— begin RAW RECORDS —

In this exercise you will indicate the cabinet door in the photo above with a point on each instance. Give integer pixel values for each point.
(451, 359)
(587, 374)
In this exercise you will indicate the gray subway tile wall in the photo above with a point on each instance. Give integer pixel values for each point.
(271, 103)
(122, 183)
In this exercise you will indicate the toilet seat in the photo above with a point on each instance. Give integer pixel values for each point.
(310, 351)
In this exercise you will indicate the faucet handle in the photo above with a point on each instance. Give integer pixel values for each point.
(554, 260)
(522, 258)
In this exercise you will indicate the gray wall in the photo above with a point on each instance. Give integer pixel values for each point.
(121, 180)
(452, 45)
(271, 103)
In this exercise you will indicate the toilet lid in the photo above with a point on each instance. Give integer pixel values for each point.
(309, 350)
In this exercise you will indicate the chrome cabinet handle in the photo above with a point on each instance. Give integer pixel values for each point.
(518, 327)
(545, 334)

— end RAW RECORDS —

TASK TO COMPLETE →
Rewrite the material above, replacing "integer" with "whole-number" everywhere it appears and leaving everything else unchanged.

THE RESPONSE →
In this exercise you will indicate the cabinet door in the photo above with a point on each instance. Give whole-number pixel values for each point.
(451, 359)
(587, 374)
In this exercise you will indicate the gray subway tile wall in the photo above with a point on each instance. Give whole-number pixel values for each point.
(271, 103)
(122, 183)
In this exercise you will indicate the toilet seat in the photo above with a point on each instance. Give whole-number pixel values for each point.
(310, 351)
In this exercise you will indicate the faucet handle in the photo above with a point on each instance. Give whole-number pixel values for each point.
(554, 260)
(522, 258)
In this exercise you will indicate the gray wall in the photo above with a point on each instance. Give whole-number pixel values for each point.
(121, 180)
(452, 45)
(271, 103)
In this exercise you will indicate the toilet lid in the photo above with a point on each instance. Give whole-number pixel values for each point.
(309, 350)
In this exercise you will indicate the chrome cabinet handle in the photo above with a point on each instance. Give whole-number pixel values for each point.
(518, 327)
(545, 334)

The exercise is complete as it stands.